▶ [Texto fuente]:
---+---
Licorice Pizza

Crítica de Javier Porta Fouz - HiperCrítico

Desencuentro

Escucho a Roberto Goyeneche, me dice que estás desorientado y no sabés / qué "trole" hay que tomar para seguir / y en este desencuentro con la fe / querés cruzar el mar y no podés. Estoy desorientado, desencantado, desencontrado. Vi Licorice Pizza y no tendría que haberlo hecho. Las películas de Paul Thomas Anderson deberían gustarme todas, deberían encantarme. Es uno de los grandes, uno de los directores que más quiero, o eso digo, o eso decía. Escribir sobre una de sus películas, Boogie Nights, me cambió la vida -varias vidas- porque me permitió entrar a la revista El Amante. Pero ya está por pasar medio siglo desde ese momento, es decir casi la mitad de mi vida.
---+---
[Extractos de un conjunto de datos de señalamiento]
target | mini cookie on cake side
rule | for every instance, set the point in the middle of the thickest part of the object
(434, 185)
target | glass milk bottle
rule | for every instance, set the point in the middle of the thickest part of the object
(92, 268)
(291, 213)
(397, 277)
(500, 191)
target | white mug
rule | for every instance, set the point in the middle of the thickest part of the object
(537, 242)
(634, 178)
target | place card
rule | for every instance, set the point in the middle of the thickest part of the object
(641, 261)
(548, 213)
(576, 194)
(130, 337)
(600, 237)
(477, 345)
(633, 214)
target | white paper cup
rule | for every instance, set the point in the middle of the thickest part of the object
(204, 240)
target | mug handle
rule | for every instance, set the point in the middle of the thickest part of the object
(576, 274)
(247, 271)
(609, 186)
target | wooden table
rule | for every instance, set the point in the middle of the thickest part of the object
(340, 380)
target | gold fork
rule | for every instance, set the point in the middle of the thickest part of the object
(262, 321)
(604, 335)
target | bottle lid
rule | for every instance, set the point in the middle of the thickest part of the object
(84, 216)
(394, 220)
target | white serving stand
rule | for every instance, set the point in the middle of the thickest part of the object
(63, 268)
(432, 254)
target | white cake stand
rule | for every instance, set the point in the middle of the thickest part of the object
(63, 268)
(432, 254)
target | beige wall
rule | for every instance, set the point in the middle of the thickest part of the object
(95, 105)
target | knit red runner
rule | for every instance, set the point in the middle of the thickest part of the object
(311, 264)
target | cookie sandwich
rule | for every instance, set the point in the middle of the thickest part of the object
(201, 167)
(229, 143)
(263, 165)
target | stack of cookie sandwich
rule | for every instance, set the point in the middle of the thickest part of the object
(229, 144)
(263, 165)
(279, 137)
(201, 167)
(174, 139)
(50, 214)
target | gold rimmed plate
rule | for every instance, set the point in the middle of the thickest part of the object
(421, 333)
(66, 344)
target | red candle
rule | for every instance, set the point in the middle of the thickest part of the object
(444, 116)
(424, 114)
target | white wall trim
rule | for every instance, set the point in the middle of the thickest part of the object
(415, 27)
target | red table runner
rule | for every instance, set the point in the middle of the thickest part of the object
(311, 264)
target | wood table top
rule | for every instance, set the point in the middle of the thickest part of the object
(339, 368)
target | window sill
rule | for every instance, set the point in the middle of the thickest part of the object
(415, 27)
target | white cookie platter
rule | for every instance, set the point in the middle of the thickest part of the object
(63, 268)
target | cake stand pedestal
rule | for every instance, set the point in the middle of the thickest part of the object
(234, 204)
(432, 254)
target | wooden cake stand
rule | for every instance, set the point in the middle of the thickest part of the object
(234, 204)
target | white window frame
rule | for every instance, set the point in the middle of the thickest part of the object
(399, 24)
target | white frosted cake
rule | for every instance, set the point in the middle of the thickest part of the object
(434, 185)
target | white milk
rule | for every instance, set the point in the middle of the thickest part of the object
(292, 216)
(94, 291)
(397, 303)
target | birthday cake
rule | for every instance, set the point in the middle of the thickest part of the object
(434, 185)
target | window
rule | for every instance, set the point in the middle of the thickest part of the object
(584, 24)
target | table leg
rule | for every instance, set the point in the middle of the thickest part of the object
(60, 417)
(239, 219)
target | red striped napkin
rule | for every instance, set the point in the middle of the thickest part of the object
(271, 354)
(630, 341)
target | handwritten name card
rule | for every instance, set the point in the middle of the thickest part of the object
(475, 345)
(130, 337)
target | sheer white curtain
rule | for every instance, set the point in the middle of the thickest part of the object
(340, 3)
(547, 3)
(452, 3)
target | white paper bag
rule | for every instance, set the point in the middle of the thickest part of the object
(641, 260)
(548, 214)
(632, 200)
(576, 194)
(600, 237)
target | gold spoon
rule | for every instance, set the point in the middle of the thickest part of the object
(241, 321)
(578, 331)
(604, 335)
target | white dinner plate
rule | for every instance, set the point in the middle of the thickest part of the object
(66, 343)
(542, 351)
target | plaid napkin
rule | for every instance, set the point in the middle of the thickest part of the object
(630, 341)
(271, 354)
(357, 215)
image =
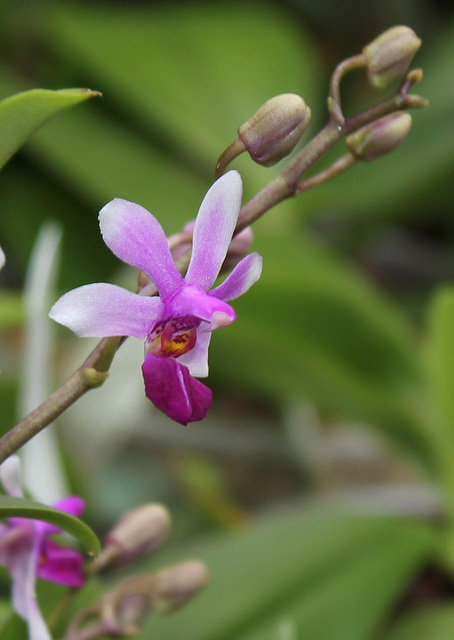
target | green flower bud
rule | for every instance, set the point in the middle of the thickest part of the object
(389, 55)
(379, 137)
(275, 129)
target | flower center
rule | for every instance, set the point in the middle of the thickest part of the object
(171, 339)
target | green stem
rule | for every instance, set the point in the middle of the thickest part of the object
(334, 101)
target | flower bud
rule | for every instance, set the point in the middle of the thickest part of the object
(123, 610)
(173, 587)
(379, 137)
(389, 55)
(275, 129)
(136, 534)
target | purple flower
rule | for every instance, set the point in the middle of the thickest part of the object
(27, 552)
(177, 325)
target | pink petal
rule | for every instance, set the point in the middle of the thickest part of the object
(61, 565)
(214, 228)
(73, 505)
(102, 310)
(135, 236)
(174, 391)
(244, 275)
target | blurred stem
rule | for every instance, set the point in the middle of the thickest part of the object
(93, 373)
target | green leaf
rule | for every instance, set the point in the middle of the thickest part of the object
(22, 114)
(21, 508)
(330, 575)
(429, 623)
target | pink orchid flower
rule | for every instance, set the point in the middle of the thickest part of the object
(27, 552)
(177, 325)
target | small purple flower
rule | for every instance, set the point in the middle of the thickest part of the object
(177, 325)
(27, 552)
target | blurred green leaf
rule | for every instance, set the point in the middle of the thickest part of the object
(22, 114)
(335, 575)
(427, 623)
(21, 508)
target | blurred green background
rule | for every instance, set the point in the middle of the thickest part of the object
(322, 394)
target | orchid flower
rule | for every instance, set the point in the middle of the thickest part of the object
(27, 552)
(177, 325)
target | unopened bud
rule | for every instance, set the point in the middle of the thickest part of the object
(389, 55)
(275, 129)
(379, 137)
(173, 587)
(136, 534)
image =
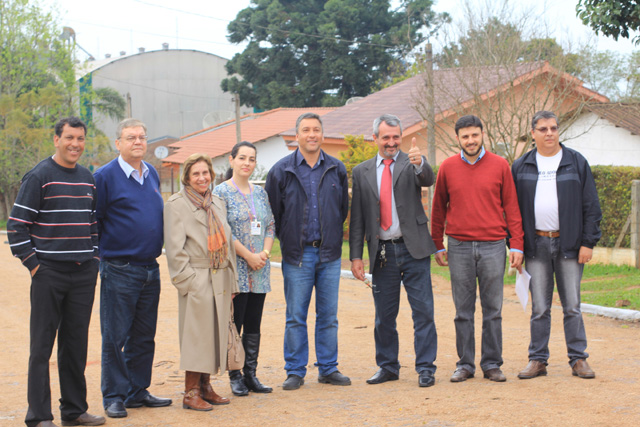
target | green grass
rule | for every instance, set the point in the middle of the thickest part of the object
(601, 284)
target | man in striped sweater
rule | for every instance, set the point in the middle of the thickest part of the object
(52, 229)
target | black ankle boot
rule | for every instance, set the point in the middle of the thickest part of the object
(238, 387)
(251, 343)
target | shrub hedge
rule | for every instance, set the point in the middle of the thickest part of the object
(614, 191)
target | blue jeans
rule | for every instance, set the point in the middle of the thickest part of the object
(299, 281)
(129, 297)
(415, 274)
(568, 273)
(484, 261)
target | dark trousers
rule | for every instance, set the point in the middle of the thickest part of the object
(129, 297)
(415, 274)
(247, 312)
(61, 302)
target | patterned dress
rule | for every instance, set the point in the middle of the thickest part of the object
(239, 215)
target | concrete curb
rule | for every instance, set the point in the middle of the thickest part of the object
(615, 313)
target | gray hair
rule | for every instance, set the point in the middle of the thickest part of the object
(129, 123)
(542, 115)
(308, 116)
(389, 119)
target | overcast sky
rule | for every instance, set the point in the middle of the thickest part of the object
(112, 26)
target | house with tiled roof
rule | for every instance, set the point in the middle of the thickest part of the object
(607, 134)
(457, 91)
(262, 129)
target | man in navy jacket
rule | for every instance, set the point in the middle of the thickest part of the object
(561, 221)
(308, 192)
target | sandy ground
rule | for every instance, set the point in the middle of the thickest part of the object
(613, 398)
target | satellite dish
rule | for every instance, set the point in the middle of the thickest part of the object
(161, 152)
(213, 118)
(352, 100)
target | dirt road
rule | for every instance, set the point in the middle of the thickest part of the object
(559, 399)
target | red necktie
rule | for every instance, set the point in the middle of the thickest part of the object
(385, 195)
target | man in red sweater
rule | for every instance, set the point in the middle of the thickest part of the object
(476, 198)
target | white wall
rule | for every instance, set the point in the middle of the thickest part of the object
(601, 143)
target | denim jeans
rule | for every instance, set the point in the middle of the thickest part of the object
(299, 281)
(568, 273)
(415, 274)
(484, 261)
(61, 302)
(129, 297)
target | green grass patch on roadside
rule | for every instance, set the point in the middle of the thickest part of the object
(602, 284)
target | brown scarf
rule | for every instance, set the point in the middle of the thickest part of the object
(216, 239)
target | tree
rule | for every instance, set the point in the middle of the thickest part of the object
(37, 84)
(615, 18)
(304, 53)
(499, 69)
(611, 73)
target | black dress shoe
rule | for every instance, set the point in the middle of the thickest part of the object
(293, 382)
(382, 376)
(334, 378)
(426, 379)
(116, 410)
(150, 401)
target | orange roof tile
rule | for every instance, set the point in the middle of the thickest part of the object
(220, 139)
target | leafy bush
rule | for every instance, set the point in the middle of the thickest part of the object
(614, 191)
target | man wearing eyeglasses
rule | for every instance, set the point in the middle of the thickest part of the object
(130, 224)
(561, 220)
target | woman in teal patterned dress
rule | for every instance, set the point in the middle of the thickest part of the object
(249, 215)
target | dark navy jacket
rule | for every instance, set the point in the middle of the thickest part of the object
(288, 201)
(578, 205)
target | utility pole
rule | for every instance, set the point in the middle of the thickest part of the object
(236, 100)
(431, 116)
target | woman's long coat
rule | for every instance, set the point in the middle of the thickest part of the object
(204, 295)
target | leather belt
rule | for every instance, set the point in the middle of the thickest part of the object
(550, 234)
(315, 243)
(394, 241)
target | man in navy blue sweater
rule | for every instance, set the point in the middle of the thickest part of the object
(52, 229)
(129, 213)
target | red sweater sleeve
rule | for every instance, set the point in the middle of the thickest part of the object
(512, 210)
(439, 210)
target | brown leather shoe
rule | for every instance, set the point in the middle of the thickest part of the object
(495, 374)
(85, 419)
(192, 399)
(532, 370)
(581, 369)
(207, 393)
(460, 375)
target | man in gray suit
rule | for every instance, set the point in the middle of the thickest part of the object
(387, 212)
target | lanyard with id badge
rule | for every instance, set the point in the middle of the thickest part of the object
(256, 225)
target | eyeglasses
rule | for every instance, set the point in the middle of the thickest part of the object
(132, 138)
(553, 129)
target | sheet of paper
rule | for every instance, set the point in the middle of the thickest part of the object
(522, 287)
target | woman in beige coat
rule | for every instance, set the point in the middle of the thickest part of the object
(202, 263)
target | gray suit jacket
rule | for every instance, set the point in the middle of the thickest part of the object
(407, 192)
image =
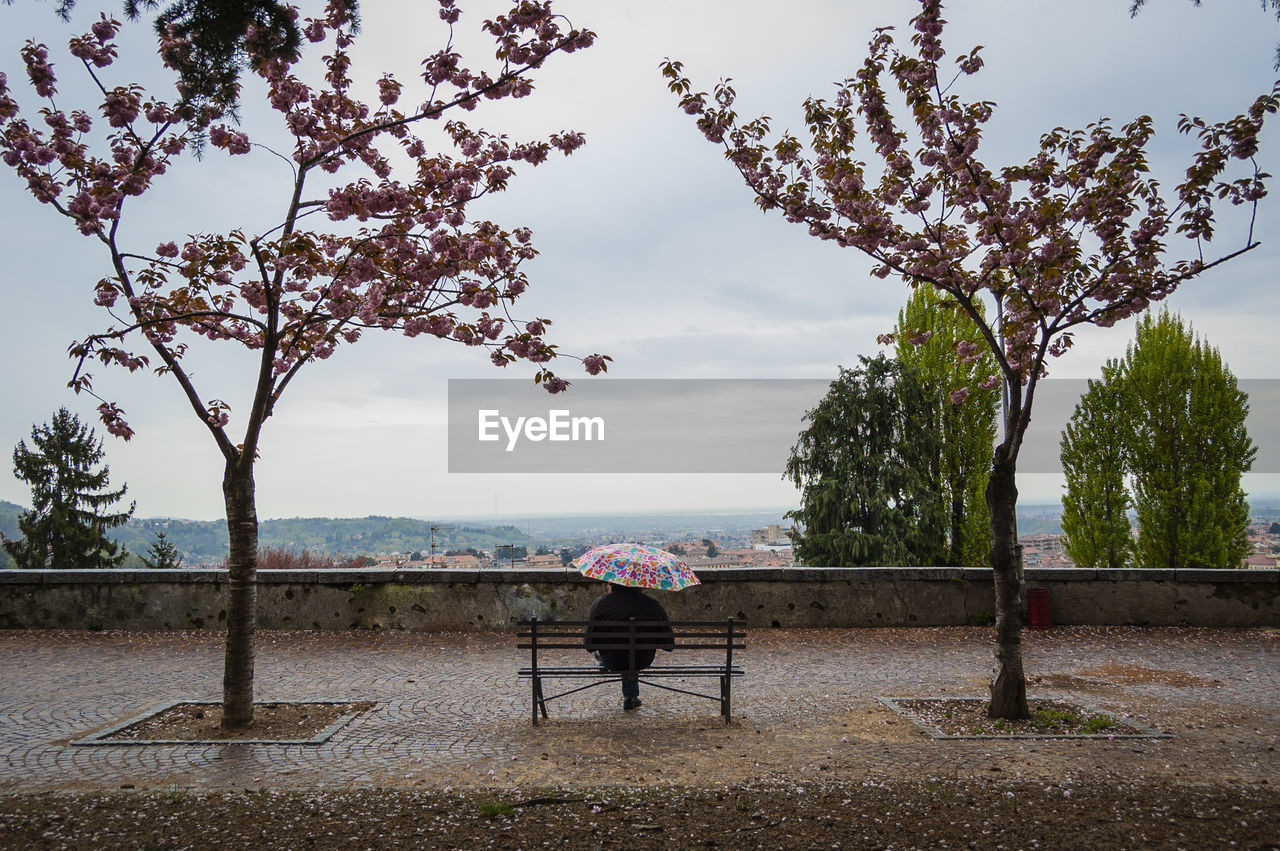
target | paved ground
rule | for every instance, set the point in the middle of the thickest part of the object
(452, 714)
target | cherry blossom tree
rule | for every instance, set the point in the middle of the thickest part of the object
(389, 247)
(1078, 234)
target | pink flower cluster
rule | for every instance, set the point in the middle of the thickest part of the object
(1075, 236)
(408, 256)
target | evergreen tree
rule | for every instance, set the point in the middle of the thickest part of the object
(868, 470)
(67, 526)
(1096, 530)
(1170, 416)
(164, 554)
(945, 349)
(1187, 448)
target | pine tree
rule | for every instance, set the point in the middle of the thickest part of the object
(947, 355)
(1187, 447)
(67, 526)
(164, 554)
(1096, 530)
(868, 470)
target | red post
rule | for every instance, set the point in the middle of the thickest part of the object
(1037, 609)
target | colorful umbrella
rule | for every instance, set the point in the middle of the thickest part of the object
(635, 566)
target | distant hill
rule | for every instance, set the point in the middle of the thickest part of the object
(205, 541)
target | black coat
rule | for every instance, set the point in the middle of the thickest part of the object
(622, 604)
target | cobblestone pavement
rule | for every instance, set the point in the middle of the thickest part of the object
(451, 713)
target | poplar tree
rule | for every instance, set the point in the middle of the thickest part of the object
(1096, 530)
(950, 355)
(1188, 448)
(71, 497)
(867, 466)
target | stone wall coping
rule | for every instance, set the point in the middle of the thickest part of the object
(542, 576)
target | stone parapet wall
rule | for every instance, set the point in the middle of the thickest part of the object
(446, 599)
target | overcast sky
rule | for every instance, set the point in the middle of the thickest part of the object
(652, 250)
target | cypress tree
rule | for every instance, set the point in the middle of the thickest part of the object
(1096, 530)
(1188, 448)
(1170, 417)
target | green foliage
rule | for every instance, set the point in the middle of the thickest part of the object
(493, 809)
(868, 470)
(1096, 530)
(67, 526)
(954, 358)
(163, 554)
(216, 42)
(1170, 417)
(1097, 724)
(1188, 448)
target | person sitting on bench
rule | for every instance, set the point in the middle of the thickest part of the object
(622, 603)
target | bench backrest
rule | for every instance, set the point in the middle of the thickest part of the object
(626, 635)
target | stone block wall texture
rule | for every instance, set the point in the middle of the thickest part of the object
(496, 599)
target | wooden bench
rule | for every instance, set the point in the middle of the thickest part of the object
(713, 639)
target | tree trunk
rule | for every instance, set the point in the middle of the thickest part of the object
(242, 594)
(1009, 687)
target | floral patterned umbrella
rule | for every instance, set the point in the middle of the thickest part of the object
(636, 566)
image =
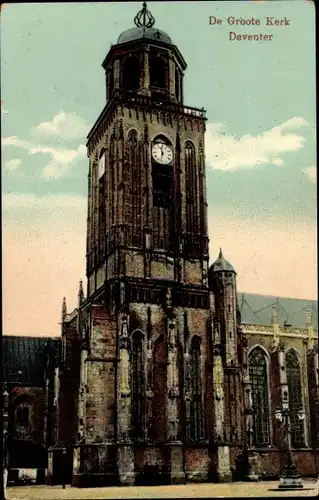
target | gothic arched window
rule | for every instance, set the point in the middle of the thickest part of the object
(258, 375)
(130, 74)
(177, 84)
(158, 73)
(134, 182)
(191, 188)
(196, 430)
(295, 398)
(138, 393)
(102, 198)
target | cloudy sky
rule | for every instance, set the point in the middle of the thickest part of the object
(260, 143)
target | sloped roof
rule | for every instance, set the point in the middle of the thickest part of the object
(24, 359)
(256, 310)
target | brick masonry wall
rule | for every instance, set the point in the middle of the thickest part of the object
(101, 366)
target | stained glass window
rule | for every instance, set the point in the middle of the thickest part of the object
(295, 399)
(138, 398)
(258, 374)
(191, 188)
(196, 429)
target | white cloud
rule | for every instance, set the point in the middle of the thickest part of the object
(61, 161)
(13, 166)
(66, 126)
(226, 152)
(311, 172)
(44, 257)
(272, 265)
(29, 207)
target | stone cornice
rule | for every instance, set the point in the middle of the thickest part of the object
(287, 331)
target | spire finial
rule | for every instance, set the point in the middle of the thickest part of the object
(144, 18)
(64, 309)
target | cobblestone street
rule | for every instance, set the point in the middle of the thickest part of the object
(206, 490)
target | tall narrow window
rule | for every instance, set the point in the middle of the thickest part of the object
(138, 400)
(191, 189)
(134, 175)
(23, 415)
(258, 374)
(177, 84)
(130, 75)
(102, 203)
(196, 399)
(158, 73)
(295, 399)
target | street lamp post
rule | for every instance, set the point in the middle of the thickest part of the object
(290, 477)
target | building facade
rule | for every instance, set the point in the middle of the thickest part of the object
(165, 373)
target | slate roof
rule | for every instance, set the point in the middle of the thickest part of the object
(221, 264)
(24, 359)
(256, 310)
(140, 33)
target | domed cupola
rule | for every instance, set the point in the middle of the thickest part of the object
(221, 265)
(144, 22)
(145, 62)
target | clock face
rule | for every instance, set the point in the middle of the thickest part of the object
(162, 153)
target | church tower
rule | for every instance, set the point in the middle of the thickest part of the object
(145, 321)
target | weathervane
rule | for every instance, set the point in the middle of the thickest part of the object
(144, 18)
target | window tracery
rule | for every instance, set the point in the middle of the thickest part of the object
(295, 399)
(258, 374)
(138, 393)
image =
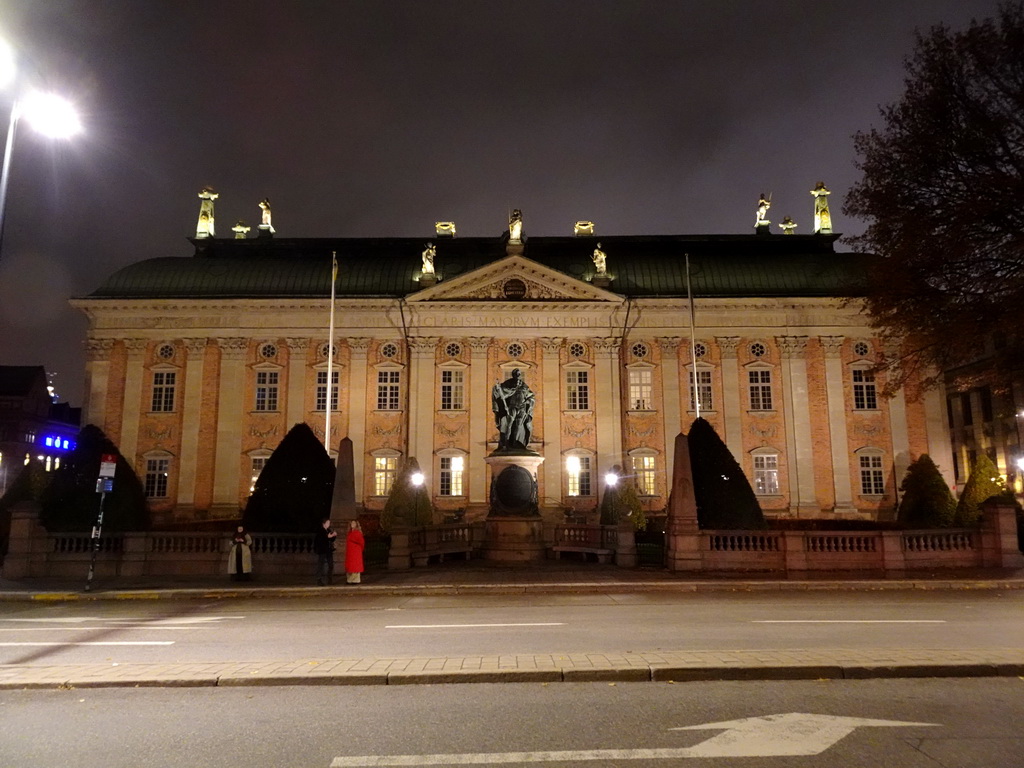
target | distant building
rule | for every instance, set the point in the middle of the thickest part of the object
(32, 426)
(198, 367)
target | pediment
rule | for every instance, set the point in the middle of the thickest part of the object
(492, 283)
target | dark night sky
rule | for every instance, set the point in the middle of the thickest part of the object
(379, 118)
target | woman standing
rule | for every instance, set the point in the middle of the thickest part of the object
(240, 559)
(354, 544)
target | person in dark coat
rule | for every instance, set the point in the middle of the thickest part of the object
(324, 547)
(354, 544)
(240, 559)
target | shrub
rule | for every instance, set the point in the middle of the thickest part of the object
(724, 497)
(408, 504)
(983, 482)
(293, 493)
(927, 501)
(71, 501)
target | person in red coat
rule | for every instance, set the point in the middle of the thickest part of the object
(354, 544)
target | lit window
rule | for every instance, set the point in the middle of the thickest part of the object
(766, 474)
(452, 390)
(578, 472)
(388, 389)
(643, 470)
(578, 390)
(322, 390)
(156, 477)
(640, 388)
(266, 390)
(451, 478)
(163, 391)
(385, 470)
(864, 395)
(700, 391)
(872, 481)
(258, 463)
(760, 382)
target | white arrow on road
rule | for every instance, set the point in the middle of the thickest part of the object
(772, 735)
(775, 735)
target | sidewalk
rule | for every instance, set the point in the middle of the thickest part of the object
(462, 578)
(476, 579)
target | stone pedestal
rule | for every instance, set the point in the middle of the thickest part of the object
(514, 528)
(514, 539)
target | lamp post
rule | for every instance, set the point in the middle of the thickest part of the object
(47, 113)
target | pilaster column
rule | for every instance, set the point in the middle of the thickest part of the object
(132, 408)
(97, 376)
(230, 414)
(295, 407)
(479, 418)
(550, 396)
(357, 408)
(832, 346)
(607, 404)
(192, 414)
(798, 424)
(731, 402)
(670, 395)
(421, 403)
(939, 444)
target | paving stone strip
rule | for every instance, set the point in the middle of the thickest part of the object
(664, 667)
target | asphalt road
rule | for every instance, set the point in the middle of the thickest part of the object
(386, 626)
(853, 724)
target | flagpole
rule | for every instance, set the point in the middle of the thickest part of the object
(330, 356)
(693, 344)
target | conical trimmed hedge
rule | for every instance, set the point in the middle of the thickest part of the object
(293, 493)
(927, 501)
(724, 497)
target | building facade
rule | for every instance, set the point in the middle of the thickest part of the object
(197, 367)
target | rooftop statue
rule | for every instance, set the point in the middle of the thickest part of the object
(515, 226)
(429, 252)
(763, 205)
(264, 206)
(512, 402)
(600, 260)
(205, 227)
(822, 219)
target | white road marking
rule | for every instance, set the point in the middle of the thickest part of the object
(461, 626)
(93, 629)
(97, 642)
(81, 620)
(849, 621)
(773, 735)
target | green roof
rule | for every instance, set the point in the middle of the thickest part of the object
(641, 266)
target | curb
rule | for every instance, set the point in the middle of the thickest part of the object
(207, 593)
(656, 674)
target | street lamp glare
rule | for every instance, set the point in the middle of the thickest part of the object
(7, 66)
(51, 115)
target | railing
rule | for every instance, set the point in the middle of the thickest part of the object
(941, 541)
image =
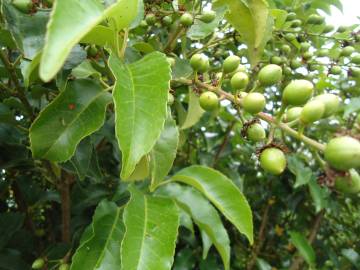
---+---
▶ [Tarea breve 1]:
¿Concuerdan con la crítica de Licorice Pizza estas afirmaciones? Contesta sí o no a cada una y cita textualmente las palabras de la crítica que lo deciden. (a) Quien escribe dice que escucha a Roberto Goyeneche. (b) Escribir sobre Boogie Nights le permitió entrar a la revista El Amante. (c) Quien escribe afirma que no llegó a ver Licorice Pizza.
▶ [Tarea breve 2]:
¿Puedes reproducir sin cambios el fragmento de la crítica de Licorice Pizza que se abre con las palabras que contienen "Crítica de Javier" y se cierra con "de mi vida."?
Estos datos no hacen falta para resolver nada.

▶ [Respuesta escrita 1]:
(a) Sí: "Escucho a Roberto Goyeneche".
(b) Sí: "Escribir sobre una de sus películas, Boogie Nights, me cambió la vida -varias vidas- porque me permitió entrar a la revista El Amante".
(c) No: "Vi Licorice Pizza y no tendría que haberlo hecho".

▶ [Respuesta escrita 2]:
Crítica de Javier Porta Fouz - HiperCrítico

Desencuentro

Escucho a Roberto Goyeneche, me dice que estás desorientado y no sabés / qué "trole" hay que tomar para seguir / y en este desencuentro con la fe / querés cruzar el mar y no podés. Estoy desorientado, desencantado, desencontrado. Vi Licorice Pizza y no tendría que haberlo hecho. Las películas de Paul Thomas Anderson deberían gustarme todas, deberían encantarme. Es uno de los grandes, uno de los directores que más quiero, o eso digo, o eso decía. Escribir sobre una de sus películas, Boogie Nights, me cambió la vida -varias vidas- porque me permitió entrar a la revista El Amante. Pero ya está por pasar medio siglo desde ese momento, es decir casi la mitad de mi vida.